[Set exercise] Copy the records from their start through the line with "[0,533,56,638]", replacing "horizontal" with "vertical" and changing nothing else.

——————

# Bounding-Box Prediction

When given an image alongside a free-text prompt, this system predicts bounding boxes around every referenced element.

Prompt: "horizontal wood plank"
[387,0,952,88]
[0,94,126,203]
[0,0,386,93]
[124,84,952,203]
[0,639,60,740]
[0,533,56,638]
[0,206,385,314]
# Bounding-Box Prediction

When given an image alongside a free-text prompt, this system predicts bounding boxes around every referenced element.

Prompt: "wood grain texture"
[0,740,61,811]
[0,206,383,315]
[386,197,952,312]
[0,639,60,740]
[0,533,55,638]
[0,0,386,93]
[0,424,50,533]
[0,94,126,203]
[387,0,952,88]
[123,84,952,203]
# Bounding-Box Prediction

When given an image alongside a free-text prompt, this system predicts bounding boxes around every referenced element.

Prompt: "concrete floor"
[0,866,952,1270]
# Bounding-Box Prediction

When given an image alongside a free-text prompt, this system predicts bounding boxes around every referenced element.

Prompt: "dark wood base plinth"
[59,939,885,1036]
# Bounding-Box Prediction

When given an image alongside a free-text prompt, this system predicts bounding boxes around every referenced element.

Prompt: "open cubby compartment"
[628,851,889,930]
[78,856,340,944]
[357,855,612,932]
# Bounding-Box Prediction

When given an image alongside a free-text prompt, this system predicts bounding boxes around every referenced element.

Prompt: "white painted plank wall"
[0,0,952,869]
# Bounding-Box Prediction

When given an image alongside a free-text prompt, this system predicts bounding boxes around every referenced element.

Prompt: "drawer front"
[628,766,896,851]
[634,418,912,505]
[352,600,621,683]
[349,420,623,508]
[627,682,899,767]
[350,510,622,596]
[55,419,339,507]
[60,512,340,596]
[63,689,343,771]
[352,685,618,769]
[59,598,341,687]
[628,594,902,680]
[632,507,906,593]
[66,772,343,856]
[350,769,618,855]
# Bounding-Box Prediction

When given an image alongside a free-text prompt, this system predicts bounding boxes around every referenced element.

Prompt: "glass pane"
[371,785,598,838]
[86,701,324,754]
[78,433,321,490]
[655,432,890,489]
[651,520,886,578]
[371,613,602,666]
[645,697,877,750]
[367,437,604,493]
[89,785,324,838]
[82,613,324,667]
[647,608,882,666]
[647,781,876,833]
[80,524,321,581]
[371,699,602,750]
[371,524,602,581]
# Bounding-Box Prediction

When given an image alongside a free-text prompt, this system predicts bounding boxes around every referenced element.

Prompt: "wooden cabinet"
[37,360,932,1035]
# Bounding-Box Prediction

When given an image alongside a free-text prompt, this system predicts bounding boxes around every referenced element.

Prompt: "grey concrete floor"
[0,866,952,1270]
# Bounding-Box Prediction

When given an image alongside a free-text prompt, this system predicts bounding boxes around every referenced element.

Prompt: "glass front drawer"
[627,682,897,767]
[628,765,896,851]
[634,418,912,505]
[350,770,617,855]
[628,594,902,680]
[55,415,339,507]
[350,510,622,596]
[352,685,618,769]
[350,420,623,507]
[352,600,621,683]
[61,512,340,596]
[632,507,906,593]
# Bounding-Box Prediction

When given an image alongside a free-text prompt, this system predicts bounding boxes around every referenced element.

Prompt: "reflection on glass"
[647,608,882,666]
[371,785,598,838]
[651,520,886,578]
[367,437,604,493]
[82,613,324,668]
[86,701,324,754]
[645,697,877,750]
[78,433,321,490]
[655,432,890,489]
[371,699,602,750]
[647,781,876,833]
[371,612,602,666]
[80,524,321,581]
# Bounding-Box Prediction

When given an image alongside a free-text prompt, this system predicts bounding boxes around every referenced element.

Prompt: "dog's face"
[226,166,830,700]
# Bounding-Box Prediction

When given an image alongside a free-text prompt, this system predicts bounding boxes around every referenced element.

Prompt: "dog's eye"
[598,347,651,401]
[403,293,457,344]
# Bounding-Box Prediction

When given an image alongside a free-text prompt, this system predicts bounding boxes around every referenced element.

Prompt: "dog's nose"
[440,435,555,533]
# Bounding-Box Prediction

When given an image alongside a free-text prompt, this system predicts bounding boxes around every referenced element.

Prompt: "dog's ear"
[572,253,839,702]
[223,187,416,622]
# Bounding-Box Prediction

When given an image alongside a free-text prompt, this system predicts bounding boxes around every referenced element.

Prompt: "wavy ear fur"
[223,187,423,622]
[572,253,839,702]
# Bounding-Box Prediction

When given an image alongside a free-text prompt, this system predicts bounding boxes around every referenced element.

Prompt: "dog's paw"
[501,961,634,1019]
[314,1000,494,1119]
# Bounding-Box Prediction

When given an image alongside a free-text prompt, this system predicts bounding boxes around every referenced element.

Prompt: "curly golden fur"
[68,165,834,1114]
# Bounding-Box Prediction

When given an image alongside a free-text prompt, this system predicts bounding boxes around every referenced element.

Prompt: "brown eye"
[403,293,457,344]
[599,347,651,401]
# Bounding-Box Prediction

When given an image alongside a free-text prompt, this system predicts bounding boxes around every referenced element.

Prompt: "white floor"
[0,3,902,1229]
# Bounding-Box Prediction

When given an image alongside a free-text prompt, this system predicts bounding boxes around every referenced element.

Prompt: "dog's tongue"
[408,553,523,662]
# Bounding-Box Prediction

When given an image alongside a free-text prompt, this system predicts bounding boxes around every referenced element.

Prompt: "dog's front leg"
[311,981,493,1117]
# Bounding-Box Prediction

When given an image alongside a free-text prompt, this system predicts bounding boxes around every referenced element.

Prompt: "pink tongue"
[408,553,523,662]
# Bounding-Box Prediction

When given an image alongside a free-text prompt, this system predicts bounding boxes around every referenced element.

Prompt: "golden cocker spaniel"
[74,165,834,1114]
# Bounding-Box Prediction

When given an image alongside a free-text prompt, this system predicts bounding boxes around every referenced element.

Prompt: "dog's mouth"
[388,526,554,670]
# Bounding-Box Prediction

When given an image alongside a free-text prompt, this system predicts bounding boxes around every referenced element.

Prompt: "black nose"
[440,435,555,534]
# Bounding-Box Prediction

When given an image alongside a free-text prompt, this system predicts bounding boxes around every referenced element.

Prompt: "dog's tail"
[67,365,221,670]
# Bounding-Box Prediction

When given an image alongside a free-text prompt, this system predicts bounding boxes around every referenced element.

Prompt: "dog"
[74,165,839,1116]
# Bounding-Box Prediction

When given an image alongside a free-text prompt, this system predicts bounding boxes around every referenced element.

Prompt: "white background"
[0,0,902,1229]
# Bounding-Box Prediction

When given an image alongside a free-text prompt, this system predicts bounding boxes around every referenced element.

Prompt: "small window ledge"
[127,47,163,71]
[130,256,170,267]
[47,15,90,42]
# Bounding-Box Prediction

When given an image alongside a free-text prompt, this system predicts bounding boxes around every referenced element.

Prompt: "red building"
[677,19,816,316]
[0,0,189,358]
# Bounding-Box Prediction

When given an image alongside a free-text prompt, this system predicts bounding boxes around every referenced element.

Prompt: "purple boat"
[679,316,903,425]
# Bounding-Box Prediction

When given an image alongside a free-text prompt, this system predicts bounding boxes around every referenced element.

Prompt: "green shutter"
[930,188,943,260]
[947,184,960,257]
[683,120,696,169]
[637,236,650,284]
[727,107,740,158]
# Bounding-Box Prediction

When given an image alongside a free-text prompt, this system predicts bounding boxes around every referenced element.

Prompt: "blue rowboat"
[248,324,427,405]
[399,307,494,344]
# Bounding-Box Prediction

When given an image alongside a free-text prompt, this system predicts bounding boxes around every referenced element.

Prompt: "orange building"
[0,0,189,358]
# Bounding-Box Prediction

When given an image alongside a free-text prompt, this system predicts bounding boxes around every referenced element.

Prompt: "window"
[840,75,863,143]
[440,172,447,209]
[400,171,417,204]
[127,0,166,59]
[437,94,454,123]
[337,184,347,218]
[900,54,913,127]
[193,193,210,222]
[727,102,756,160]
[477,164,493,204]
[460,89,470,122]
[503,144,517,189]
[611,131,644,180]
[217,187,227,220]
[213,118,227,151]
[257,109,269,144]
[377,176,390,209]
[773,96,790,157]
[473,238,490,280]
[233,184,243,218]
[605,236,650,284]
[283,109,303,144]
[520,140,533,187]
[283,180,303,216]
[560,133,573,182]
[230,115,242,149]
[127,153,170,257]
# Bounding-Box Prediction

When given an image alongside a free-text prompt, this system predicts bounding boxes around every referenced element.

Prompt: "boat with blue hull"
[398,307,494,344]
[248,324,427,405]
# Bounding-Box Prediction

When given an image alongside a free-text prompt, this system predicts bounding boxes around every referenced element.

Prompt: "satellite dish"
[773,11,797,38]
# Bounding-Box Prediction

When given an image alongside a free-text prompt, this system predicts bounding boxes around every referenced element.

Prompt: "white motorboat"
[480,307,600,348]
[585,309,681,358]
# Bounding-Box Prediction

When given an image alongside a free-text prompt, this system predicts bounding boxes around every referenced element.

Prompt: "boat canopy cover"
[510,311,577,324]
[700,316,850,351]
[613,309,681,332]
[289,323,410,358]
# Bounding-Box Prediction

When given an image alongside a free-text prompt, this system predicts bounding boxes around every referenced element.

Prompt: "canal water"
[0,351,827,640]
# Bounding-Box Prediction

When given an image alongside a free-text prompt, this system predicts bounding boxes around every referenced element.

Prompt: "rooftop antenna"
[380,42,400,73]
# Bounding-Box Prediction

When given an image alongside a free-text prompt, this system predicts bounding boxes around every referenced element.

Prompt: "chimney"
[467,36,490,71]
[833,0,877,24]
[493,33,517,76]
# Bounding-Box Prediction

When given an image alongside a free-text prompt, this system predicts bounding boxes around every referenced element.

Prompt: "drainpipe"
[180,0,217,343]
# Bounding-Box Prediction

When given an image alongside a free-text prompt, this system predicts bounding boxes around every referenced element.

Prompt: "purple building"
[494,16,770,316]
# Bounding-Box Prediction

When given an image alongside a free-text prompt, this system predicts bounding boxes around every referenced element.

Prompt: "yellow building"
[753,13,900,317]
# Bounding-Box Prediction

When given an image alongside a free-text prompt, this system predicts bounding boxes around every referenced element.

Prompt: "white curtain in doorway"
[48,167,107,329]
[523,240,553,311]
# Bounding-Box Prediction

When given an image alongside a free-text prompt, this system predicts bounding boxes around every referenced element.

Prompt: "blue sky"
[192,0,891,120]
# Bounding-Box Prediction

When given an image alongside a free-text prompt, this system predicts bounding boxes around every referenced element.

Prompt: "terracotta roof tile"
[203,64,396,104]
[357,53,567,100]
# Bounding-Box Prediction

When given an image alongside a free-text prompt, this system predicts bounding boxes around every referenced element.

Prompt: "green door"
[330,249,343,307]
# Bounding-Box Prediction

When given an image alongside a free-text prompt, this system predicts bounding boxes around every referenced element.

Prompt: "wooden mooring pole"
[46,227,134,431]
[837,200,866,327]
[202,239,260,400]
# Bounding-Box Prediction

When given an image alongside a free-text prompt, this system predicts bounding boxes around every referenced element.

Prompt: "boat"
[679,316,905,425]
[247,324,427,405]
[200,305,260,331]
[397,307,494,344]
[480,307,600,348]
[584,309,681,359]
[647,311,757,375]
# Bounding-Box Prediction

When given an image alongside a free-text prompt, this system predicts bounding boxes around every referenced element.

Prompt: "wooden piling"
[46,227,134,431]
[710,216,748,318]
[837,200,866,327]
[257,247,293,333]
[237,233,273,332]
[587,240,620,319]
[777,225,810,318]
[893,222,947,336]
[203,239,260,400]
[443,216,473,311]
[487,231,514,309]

——————

[Task answer]
# Bounding-Box Prediction

When given an image alongside a free-text prompt, this system predicts bounding boxes around every referenced element.

Prompt: "vertical wood plank"
[387,0,952,88]
[0,94,126,203]
[0,0,386,93]
[124,84,952,203]
[0,639,60,740]
[0,533,56,638]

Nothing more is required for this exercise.